**Dataset entries:**

* * * * * * *

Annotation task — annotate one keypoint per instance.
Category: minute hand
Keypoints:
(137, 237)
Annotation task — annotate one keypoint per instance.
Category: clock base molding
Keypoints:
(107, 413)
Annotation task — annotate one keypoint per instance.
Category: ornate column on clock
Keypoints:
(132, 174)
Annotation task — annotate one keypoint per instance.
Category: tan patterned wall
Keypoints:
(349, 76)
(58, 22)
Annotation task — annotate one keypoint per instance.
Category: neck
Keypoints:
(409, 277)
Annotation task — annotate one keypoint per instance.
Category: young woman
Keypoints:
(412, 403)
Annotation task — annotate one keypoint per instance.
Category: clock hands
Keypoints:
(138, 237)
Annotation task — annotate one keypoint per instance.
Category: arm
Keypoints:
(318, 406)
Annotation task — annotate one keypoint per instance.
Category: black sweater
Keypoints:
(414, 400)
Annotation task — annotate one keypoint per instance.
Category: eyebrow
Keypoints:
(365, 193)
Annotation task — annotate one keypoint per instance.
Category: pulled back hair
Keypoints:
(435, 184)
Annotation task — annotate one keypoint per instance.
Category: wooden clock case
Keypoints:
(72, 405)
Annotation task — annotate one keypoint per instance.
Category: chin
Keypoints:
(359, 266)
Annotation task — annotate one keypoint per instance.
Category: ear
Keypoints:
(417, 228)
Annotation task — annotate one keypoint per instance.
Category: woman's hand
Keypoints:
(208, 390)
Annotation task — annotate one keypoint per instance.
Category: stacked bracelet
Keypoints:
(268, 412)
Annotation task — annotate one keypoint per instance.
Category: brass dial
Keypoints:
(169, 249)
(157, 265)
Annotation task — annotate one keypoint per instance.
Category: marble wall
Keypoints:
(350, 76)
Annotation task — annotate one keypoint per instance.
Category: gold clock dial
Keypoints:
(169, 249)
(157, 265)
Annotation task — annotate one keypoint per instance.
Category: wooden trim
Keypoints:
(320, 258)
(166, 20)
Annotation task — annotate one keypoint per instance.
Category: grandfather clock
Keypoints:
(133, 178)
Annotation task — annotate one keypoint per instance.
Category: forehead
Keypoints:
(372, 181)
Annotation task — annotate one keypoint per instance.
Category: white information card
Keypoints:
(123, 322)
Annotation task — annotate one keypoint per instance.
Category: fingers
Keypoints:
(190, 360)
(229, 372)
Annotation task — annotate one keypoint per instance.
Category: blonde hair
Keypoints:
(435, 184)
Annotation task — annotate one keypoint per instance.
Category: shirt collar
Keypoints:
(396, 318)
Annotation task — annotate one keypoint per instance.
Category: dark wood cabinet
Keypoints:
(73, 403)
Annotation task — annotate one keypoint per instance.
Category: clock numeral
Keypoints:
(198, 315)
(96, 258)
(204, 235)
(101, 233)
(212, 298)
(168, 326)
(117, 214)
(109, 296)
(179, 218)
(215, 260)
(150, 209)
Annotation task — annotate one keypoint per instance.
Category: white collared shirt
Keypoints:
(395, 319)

* * * * * * *

Among the lines of the preceding data, which ones hold the word "dial"? List them.

Category: brass dial
Category: gold clock dial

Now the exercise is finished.